━━━━━ Material for this exercise

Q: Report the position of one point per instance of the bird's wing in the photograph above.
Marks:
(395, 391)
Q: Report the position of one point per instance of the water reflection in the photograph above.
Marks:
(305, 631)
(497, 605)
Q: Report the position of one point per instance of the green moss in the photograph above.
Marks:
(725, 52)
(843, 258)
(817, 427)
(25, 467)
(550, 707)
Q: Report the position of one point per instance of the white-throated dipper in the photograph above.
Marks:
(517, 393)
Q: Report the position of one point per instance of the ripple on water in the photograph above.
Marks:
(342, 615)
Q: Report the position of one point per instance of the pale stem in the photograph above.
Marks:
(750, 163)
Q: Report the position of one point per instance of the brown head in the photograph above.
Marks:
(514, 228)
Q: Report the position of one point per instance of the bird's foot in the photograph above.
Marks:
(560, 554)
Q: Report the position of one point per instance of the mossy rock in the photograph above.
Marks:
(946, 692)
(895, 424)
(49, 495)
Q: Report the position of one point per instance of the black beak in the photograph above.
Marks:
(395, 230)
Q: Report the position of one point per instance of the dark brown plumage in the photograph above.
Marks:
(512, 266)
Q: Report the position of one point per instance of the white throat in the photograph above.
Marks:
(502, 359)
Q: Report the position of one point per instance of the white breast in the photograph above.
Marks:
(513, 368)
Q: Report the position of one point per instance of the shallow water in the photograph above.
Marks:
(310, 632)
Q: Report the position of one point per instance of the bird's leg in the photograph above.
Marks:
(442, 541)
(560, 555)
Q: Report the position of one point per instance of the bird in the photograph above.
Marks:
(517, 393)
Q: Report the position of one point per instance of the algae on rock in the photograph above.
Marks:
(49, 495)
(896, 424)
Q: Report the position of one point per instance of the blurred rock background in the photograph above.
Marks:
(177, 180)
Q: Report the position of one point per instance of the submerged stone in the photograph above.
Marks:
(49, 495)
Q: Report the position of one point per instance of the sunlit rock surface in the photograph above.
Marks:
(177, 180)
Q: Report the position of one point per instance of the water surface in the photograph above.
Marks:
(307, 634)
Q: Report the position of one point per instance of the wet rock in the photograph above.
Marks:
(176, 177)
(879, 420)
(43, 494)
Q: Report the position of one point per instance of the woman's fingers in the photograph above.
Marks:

━━━━━━━━━━

__Set problem__. Everything from the line that contains "bird in the photograph above." through the end of the records must be duplicated exactly, and nothing outside that range.

__Expected answer__.
Q: Report the position of one point per instance of the bird in the photograph above.
Marks:
(517, 393)
Q: Report the position of one point per instance of the algae on rock in the photograph above.
Marks:
(49, 495)
(896, 424)
Q: Report the position of one point per instance of the blurred rock background in the photograph above.
Marks:
(177, 180)
Q: Report the position of one point per instance of the submerged stone in the photograph above.
Marks:
(49, 495)
Q: Report the position of one point per instance of the sunlit rock surface in the photograph above.
Marks:
(177, 180)
Q: Report the position of one point per instance of the water surface in the photograph above.
Marks:
(307, 634)
Q: Report the position of one point per instance of the wet rock in the photograph above.
Marks:
(176, 177)
(879, 420)
(43, 494)
Q: Report the position of one point per instance of the woman's fingers in the photograph above.
Marks:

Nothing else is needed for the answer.